- INFORMATION GIVEN
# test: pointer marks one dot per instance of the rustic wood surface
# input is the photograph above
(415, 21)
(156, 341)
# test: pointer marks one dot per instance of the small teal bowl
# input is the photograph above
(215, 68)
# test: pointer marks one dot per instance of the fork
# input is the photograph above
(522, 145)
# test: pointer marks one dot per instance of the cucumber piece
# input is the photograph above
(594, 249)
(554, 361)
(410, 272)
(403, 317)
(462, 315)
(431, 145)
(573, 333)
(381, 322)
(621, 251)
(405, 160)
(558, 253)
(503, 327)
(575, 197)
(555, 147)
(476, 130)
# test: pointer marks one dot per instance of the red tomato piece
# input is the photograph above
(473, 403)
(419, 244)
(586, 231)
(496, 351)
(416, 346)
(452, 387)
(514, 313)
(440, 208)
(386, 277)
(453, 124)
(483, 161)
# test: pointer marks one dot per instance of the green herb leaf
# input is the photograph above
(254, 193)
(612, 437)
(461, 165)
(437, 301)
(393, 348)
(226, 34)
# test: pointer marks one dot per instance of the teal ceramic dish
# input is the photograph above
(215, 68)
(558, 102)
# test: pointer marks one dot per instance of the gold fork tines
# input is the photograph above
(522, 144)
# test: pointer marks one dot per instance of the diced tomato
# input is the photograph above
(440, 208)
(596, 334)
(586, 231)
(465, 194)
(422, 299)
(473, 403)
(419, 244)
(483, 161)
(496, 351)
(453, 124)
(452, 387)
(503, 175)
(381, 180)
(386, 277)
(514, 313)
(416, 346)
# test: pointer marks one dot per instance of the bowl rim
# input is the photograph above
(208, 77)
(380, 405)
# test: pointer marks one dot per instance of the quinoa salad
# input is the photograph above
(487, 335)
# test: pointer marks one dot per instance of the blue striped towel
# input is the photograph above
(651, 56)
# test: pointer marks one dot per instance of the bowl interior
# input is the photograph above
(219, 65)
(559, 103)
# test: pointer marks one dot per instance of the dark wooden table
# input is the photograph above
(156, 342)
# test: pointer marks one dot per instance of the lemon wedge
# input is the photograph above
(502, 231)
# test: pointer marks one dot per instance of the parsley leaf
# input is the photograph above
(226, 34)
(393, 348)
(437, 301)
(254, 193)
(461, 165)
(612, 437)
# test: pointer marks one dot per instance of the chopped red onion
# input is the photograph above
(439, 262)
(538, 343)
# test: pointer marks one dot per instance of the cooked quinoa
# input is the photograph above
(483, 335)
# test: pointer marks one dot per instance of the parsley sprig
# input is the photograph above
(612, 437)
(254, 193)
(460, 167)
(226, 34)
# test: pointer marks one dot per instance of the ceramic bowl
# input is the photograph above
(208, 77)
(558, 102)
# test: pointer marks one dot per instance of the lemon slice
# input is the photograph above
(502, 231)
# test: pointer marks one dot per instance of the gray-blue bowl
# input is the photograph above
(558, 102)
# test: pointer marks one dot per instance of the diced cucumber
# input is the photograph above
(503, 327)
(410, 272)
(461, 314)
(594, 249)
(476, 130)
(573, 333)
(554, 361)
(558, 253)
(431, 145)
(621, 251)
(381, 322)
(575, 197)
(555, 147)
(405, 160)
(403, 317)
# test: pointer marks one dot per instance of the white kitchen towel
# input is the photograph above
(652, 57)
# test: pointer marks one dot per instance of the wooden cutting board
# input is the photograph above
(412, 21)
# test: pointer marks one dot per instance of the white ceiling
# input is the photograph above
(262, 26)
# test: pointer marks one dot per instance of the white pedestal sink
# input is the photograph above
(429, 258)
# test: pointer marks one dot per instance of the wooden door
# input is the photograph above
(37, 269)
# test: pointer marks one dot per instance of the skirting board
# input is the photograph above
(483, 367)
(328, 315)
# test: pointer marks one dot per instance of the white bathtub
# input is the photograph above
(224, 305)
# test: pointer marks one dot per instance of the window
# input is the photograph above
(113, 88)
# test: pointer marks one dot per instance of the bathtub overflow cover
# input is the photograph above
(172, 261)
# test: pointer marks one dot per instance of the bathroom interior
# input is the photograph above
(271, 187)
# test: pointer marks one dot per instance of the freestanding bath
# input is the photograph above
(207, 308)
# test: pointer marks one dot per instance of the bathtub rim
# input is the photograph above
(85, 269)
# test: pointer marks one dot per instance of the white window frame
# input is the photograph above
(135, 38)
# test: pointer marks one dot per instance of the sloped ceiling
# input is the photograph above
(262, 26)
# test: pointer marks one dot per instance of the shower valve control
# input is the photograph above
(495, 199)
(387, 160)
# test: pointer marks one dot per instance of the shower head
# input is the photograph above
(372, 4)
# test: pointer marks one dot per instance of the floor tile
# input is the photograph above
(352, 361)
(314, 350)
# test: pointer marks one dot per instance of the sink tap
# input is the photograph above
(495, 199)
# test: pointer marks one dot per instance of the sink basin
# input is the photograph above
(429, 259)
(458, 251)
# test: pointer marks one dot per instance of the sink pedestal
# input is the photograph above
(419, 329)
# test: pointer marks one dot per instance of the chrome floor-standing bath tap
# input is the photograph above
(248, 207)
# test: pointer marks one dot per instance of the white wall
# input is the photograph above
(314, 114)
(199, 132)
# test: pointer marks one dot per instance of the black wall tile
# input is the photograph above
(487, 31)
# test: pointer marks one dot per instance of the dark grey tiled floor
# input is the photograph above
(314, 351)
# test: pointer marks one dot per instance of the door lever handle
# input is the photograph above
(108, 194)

- TASK TO CARRY OUT
Look through the entries above, find each line containing "lemon", and copy it.

- REPLY
# test: pointer marks one dot per instance of the lemon wedge
# test: pointer marks one dot per instance of the lemon slice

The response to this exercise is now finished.